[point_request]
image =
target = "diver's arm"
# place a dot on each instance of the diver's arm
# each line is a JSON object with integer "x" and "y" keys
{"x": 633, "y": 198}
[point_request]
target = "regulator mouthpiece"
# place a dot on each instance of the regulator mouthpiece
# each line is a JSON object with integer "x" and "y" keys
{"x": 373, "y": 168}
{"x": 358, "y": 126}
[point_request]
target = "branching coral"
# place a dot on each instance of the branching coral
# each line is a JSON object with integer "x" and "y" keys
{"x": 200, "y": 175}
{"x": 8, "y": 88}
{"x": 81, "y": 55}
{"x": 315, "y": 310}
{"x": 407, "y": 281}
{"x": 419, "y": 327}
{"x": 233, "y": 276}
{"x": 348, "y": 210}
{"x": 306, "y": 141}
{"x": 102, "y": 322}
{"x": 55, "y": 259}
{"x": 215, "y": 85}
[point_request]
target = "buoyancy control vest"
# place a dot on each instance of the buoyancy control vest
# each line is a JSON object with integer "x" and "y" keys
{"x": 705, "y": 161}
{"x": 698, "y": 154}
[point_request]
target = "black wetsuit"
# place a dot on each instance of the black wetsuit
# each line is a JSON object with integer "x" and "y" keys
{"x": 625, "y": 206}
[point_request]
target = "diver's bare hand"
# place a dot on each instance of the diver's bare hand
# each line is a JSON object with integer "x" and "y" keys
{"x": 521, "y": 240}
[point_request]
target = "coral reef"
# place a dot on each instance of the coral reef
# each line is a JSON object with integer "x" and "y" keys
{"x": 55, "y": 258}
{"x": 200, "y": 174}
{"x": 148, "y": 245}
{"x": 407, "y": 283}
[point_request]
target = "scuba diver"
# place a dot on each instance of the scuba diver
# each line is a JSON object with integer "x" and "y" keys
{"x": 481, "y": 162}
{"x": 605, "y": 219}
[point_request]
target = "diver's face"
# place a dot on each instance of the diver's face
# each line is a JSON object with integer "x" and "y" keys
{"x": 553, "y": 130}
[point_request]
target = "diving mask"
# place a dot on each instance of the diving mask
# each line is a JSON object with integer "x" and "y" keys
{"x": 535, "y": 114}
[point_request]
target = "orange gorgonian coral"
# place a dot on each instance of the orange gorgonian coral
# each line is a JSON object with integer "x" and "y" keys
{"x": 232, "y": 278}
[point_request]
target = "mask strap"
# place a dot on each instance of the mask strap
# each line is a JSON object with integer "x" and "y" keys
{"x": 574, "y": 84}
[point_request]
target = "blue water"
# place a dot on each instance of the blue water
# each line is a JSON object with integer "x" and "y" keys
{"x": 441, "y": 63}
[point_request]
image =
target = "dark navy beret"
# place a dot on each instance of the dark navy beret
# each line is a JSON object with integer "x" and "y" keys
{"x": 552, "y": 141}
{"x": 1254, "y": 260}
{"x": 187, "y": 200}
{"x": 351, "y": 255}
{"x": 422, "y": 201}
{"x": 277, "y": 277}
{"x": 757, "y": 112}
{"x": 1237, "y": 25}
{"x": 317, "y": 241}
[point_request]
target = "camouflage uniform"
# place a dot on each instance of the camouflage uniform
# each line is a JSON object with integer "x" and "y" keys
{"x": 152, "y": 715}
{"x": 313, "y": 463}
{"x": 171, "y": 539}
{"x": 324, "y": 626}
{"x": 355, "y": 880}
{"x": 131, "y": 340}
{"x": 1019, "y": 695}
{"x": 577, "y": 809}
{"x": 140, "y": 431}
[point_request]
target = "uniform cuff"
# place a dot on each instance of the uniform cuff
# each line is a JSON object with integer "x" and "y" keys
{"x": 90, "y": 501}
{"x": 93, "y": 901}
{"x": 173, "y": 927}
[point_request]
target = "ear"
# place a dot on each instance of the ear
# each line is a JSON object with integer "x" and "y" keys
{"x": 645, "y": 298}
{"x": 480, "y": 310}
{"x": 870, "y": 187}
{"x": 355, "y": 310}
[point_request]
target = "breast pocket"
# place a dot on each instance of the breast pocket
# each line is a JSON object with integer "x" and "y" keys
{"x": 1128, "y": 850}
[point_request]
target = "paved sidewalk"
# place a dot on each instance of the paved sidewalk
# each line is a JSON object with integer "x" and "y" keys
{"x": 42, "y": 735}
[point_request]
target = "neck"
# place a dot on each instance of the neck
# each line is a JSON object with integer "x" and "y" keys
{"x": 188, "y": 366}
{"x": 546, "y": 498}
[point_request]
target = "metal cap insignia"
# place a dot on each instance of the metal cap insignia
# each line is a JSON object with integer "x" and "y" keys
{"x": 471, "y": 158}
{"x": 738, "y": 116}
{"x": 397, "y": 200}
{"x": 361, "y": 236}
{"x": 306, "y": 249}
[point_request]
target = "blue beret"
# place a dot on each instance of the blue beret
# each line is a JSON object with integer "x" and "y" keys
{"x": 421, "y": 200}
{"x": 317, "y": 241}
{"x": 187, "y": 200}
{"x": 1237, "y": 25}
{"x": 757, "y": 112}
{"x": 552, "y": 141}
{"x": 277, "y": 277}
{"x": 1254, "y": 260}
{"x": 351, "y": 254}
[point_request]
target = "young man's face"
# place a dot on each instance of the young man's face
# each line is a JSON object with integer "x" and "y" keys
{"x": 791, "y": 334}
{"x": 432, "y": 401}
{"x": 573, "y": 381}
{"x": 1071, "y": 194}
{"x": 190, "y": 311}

_ _ _ _ _

- GOAL -
Collect every line above that contains the string "mask", and copy each one in full.

- REPLY -
target = "diving mask"
# place a dot on each instance of the diving mask
target = "mask strap"
# place a dot on each instance of the mask strap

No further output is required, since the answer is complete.